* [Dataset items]

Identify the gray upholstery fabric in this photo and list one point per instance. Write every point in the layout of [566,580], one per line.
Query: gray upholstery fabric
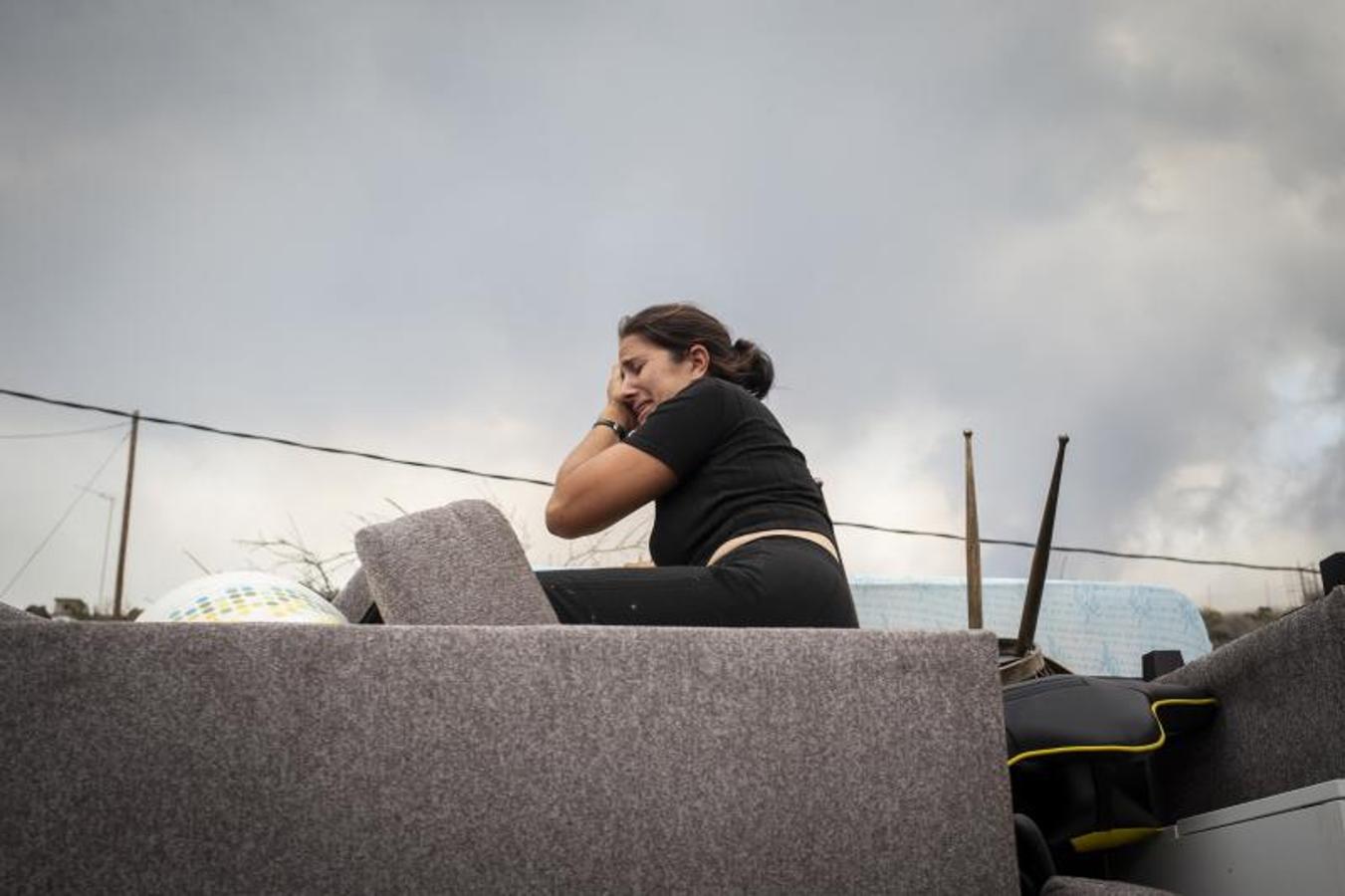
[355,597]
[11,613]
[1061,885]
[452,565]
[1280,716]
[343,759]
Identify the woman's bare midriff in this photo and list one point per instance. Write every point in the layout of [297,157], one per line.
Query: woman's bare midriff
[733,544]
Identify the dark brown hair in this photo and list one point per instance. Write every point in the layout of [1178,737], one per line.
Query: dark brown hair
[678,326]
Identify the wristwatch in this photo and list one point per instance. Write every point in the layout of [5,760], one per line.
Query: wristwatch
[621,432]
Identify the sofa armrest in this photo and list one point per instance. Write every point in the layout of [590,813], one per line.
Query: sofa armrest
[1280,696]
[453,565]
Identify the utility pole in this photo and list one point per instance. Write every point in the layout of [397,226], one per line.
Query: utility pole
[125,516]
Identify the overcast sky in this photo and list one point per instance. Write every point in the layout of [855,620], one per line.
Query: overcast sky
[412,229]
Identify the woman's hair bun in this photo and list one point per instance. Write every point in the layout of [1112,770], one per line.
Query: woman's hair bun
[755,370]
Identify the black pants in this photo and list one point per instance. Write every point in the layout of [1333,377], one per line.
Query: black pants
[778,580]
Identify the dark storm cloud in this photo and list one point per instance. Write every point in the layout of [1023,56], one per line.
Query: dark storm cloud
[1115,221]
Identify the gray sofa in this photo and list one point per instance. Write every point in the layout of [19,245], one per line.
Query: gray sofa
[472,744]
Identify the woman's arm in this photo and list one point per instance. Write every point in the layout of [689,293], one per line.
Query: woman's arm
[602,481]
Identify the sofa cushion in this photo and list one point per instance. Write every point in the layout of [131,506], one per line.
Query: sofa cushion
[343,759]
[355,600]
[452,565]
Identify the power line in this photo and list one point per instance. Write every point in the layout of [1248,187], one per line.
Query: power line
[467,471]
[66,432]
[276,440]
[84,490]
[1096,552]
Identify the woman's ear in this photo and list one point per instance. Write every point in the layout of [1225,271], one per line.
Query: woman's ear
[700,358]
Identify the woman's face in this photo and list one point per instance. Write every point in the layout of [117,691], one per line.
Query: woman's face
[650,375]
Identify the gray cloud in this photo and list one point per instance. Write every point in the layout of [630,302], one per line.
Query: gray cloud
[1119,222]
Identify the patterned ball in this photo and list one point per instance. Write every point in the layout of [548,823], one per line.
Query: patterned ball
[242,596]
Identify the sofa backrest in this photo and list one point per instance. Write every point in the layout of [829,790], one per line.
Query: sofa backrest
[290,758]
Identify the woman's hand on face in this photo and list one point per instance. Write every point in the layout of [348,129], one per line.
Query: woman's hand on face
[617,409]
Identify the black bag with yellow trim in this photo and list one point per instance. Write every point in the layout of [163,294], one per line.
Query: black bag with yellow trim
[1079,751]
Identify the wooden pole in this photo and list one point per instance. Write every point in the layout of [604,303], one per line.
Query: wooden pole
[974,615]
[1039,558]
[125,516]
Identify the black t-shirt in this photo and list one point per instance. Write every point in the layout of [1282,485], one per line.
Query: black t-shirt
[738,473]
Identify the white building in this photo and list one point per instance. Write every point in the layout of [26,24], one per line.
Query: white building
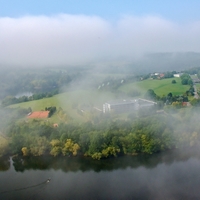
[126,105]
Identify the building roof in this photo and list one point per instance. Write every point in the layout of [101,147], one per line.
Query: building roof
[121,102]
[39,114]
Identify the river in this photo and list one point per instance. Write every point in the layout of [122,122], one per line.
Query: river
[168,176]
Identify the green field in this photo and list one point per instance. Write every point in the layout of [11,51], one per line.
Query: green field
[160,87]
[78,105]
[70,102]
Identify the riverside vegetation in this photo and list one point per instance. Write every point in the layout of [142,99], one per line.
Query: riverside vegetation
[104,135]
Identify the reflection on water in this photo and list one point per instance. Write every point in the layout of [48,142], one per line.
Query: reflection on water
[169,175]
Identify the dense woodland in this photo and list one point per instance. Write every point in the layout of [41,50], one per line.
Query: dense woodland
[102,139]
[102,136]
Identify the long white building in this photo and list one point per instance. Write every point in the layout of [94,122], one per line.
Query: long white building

* [Your task] Set down every record once more, word for word, without pictures.

* [Answer]
Identify the gray upholstery fabric in this photo and list one point per instance. Write every point in the layout of [566,580], one per line.
Query: gray upholstery fabric
[355,597]
[11,613]
[1061,885]
[452,565]
[1280,716]
[343,759]
Identify the woman's bare midriff in this photo and list one point per instance. Write every point in the layout of [297,157], one per line.
Query: woman's bare midriff
[733,544]
Identify the dark brown hair in this photo and list one point per instance. Write every point in the layout of [1178,737], one per line.
Query: dark brown hair
[678,326]
Identify the wristwatch in this photo and list one point per instance. Write every point in the layout of [5,760], one per line.
Query: wristwatch
[621,432]
Identify the sofa armrest in this photo and list one point per instance. Write every point in the layout of [590,813], one per line.
Query: sofa armrest
[1280,696]
[453,565]
Identify the utility pole in this photo and list one point per instance. Write every point in the layout of [397,226], one per line.
Query: utility pole
[125,516]
Identify the overcast sky in this photo and list one point per instance. Write every point in the layout of [855,620], one per line.
Query: overcast sky
[412,229]
Identify the woman's hair bun in this photo and list one point per instance. Write every point in the layout of [1112,770], one per line.
Query: woman's hair bun
[755,370]
Identify the black pants in this photo and list one point per instance. Write every point in the layout of [1333,377], one per line.
Query: black pants
[778,580]
Identify the dark storm cloud in this photo and list one point per instance. Write every point in the layout of [1023,56], one per line.
Query: dark storm cloud
[1115,221]
Identify the gray sofa in this photo and list one point per instance. Write every point in the layout of [19,245], one per line.
Query: gray sofa
[472,744]
Identify the woman's arm in this photo and list one point per instance. Write every point in the layout of [689,293], one per line.
Query: woman's arm
[602,481]
Identify the sofa cushion in this photo and list one point per instance. Write every point in the layout of [131,506], one per line.
Query: sofa cushion
[343,759]
[355,600]
[452,565]
Identify the power line in this photo and list one point per instance. Write every point in the layout of [1248,187], one per line.
Query: power line
[467,471]
[66,432]
[276,440]
[84,490]
[1096,552]
Identify the woman's ear in this photo and list one point per instance. Write every point in the layout of [1225,271], one per line.
Query: woman's ear
[700,358]
Identify the woman's face in this photo and list one point per instance. Write every point in the layout of [117,691], one per line.
Query: woman's face
[650,375]
Identify the gray cloud in this photo and list one point per instance. Write every point in the layout of [630,302], one per line.
Query: gray cloud
[1119,222]
Identify the patterned ball in this photo and list one point per instance. Write every point in the layout of [548,823], one per line.
Query: patterned ball
[242,596]
Identify the sofa backrest in this photo and list one point per instance. Write every point in the layout of [829,790], one per line.
Query: sofa backrest
[290,758]
Identify the woman's hand on face in this photo and list one point per instance. Write every point in the layout of [348,129], one per line.
Query: woman's hand on face
[617,409]
Identify the black bag with yellow trim in this photo and list one point per instance. Write every point in the layout of [163,294], one per line.
Query: black bag with yellow trim
[1079,751]
Identify the wooden pole in this photo and list one point per instance. Write every point in the layout of [604,303], one per line.
Query: wooden pole
[974,615]
[1039,558]
[125,516]
Identify the black t-shirt in this photo and list one point per instance. Write every point in the layout of [1282,485], one per line.
Query: black t-shirt
[738,473]
Identify the white building in this photo and list one point per instance. Write every point in the layout of [26,24], one per line.
Query: white building
[126,105]
Identify the building roof in this photo and list one point per instance. Write every point in the layout of [101,147], one per line.
Query: building roof
[121,102]
[39,114]
Identify the river in this photo and list one point per instance. Write every point in the layout of [122,122], one per line.
Query: river
[168,176]
Identify the green field in this photo and list one point per instance. Write every point in the layout of [11,51], one per line.
Query: green field
[160,87]
[78,105]
[70,102]
Identify the riverside vegetation in this photo and list one point per instance. Write every point in the layout of [142,99], one per line.
Query: riverside vegetation
[104,135]
Identify the reflection on water in this photo and list one point per instance. Write every point in the layout of [48,142], one per line.
Query: reflection on water
[169,175]
Identify the dense woodland in this photo and list one point per instance. Write every point in the layout of [41,50], one per line.
Query: dense woodland
[102,139]
[102,136]
Identify the long white building in this photo and list one point per instance. Write every point in the layout of [94,122], one per line.
Query: long white building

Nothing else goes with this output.